Records excerpted from a collection
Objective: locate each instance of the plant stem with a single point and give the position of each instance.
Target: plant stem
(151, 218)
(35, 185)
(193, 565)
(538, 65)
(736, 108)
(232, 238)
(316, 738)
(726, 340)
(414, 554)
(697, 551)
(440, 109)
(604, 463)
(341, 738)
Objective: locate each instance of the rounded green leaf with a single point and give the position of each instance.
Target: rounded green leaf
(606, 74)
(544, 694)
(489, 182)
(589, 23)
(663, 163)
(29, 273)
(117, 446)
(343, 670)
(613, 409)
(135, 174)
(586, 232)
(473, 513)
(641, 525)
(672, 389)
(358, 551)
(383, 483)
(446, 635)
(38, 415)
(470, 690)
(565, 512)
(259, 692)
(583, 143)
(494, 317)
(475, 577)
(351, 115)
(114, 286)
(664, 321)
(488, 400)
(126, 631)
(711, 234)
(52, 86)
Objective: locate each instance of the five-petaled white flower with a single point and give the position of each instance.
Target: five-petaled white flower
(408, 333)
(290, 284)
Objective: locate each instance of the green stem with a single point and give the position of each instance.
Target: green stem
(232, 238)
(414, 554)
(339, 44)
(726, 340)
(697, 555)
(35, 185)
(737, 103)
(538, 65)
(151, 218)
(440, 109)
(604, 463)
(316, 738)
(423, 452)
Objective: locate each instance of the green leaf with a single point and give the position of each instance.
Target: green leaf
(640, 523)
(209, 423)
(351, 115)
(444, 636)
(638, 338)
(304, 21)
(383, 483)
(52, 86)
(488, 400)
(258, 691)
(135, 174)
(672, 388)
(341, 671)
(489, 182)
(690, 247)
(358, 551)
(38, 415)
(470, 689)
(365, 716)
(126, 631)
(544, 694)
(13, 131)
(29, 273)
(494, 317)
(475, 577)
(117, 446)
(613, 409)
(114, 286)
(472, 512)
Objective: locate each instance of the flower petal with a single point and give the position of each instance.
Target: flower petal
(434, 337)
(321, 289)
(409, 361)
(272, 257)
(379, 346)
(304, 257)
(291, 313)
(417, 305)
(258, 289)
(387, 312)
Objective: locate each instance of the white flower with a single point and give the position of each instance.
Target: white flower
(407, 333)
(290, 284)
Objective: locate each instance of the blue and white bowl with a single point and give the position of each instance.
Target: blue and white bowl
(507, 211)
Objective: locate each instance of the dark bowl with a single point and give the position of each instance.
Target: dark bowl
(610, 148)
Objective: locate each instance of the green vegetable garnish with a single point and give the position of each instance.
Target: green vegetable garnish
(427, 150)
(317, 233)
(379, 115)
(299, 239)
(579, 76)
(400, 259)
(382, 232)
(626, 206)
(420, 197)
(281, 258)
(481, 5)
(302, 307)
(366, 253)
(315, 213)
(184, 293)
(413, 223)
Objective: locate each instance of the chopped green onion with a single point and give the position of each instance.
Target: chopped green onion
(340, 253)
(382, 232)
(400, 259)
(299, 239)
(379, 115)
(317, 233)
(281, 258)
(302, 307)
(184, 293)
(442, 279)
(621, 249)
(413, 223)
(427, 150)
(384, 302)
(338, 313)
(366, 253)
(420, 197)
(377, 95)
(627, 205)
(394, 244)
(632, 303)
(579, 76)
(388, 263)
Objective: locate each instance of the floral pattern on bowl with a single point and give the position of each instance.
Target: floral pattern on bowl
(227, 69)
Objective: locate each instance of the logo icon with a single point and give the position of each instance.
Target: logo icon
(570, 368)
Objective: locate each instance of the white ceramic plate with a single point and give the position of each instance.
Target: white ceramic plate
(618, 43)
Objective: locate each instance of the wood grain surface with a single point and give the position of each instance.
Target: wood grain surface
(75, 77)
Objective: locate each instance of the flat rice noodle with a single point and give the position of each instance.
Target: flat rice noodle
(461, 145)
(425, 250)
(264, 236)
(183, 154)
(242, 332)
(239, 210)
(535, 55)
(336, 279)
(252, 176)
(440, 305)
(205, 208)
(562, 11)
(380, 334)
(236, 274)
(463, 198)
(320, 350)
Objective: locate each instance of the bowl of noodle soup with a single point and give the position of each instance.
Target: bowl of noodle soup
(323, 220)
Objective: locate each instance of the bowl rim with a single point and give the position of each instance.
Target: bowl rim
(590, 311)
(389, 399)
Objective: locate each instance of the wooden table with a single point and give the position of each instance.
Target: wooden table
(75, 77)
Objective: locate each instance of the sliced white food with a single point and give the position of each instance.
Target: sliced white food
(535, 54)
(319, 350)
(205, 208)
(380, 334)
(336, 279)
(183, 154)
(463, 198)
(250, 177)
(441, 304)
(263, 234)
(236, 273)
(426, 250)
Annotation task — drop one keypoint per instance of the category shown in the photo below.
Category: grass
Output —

= Task =
Give the data again, exactly as written.

= Problem solution =
Objective: locate each instance of the plant stem with a single point and give the position of each instance.
Target: plant stem
(151, 218)
(35, 185)
(193, 565)
(538, 65)
(736, 108)
(232, 238)
(316, 738)
(726, 340)
(414, 554)
(697, 551)
(440, 109)
(604, 463)
(341, 738)
Objective: locate each instance of the rounded green leaf with a single point and give the position of each instance.
Target: rounded green leaf
(606, 74)
(544, 694)
(489, 182)
(589, 23)
(663, 163)
(29, 273)
(117, 446)
(343, 670)
(613, 409)
(135, 174)
(586, 232)
(473, 513)
(641, 525)
(672, 389)
(358, 551)
(383, 483)
(446, 635)
(38, 415)
(470, 690)
(565, 512)
(259, 692)
(583, 143)
(494, 317)
(475, 577)
(351, 115)
(114, 286)
(664, 321)
(488, 400)
(126, 631)
(711, 234)
(52, 86)
Objective: locate each instance of the five-petaled white flower with a single point and give the position of each instance.
Target: five-petaled white flower
(408, 333)
(290, 284)
Objective: locate each instance of the green stem with a single point and give the position of each instance.
Target: green stem
(232, 238)
(414, 554)
(339, 44)
(726, 340)
(697, 555)
(35, 185)
(737, 103)
(538, 65)
(151, 218)
(440, 109)
(604, 463)
(316, 738)
(423, 452)
Objective: locate each instance of the green leaf with a single point and give the position of each instance.
Target: green leaf
(640, 523)
(209, 423)
(351, 115)
(444, 636)
(638, 338)
(304, 21)
(383, 483)
(52, 86)
(488, 400)
(258, 691)
(135, 174)
(672, 388)
(341, 671)
(489, 182)
(690, 247)
(358, 551)
(38, 415)
(470, 689)
(365, 716)
(126, 631)
(544, 694)
(13, 131)
(29, 273)
(494, 317)
(475, 577)
(117, 446)
(613, 409)
(114, 286)
(472, 512)
Objective: locate each instance of the flower petal with a single point and give the position of each instance.
Target: flower petal
(434, 337)
(321, 289)
(409, 361)
(272, 257)
(379, 346)
(304, 257)
(291, 313)
(417, 305)
(258, 289)
(387, 312)
Objective: locate each instance of the white flower with a single point and give the position of each instance.
Target: white flower
(407, 333)
(290, 284)
Objective: locate each instance of the blue and white bowl with a single point and give the position of each instance.
Target: blue and white bowl
(507, 211)
Objective: locate each instance of the dark bowl with a single point and give the position of each instance.
Target: dark bowl
(610, 148)
Objective: locate each instance of the green vegetable garnish with a single point and give the position of each instance.
Target: green vegetable garnish
(427, 150)
(317, 233)
(379, 115)
(299, 239)
(579, 76)
(400, 259)
(382, 232)
(626, 206)
(420, 197)
(281, 258)
(481, 5)
(302, 307)
(366, 253)
(315, 213)
(184, 293)
(413, 223)
Objective: locate each instance of the chopped green onion with a single point and give the position of each instance.
Target: chopped green onion
(340, 253)
(382, 232)
(400, 259)
(299, 239)
(379, 115)
(317, 233)
(281, 258)
(302, 307)
(184, 293)
(442, 279)
(621, 249)
(413, 223)
(427, 150)
(384, 302)
(338, 313)
(366, 253)
(420, 197)
(377, 95)
(627, 205)
(394, 244)
(632, 303)
(579, 76)
(388, 263)
Objective: locate each instance of the floral pattern on bowl with a single point and give the position of each instance.
Target: floral pattern on bowl
(227, 69)
Objective: locate each instance of the logo icon with a single point and give the position of each instance.
Target: logo icon
(570, 368)
Objective: locate each instance of the white ceramic plate with a single point and give the position of each instance.
Target: white ceramic plate
(618, 43)
Objective: locate each instance of the wood grain surface with a single point and give the position of each instance.
Target: wood grain surface
(75, 77)
Objective: locate each instance of the flat rice noodle with a single point and give the position of each instance.
Target: flat rice noodle
(461, 145)
(425, 250)
(264, 236)
(183, 154)
(242, 332)
(239, 210)
(535, 55)
(336, 279)
(252, 176)
(440, 305)
(205, 208)
(562, 11)
(380, 334)
(236, 274)
(463, 198)
(320, 350)
Objective: locate each instance of the bowl of noodle soup with a single point and give the position of each instance.
Target: bowl of noodle soup
(323, 220)
Objective: locate each instance of the bowl rim with a single point and give the position of each instance.
Target: bowl rim
(590, 311)
(389, 399)
Objective: locate each instance of the wooden table with a single point and give the position of each instance.
Target: wooden table
(75, 77)
Objective: locate each instance of the sliced white food with a single point and give the position of each instance.
Target: sliced white food
(535, 54)
(319, 350)
(205, 208)
(380, 334)
(336, 279)
(183, 154)
(463, 198)
(250, 177)
(441, 304)
(263, 234)
(236, 273)
(426, 250)
Annotation task — drop one keypoint per instance of the category shown in the photo below.
Category: grass
Output —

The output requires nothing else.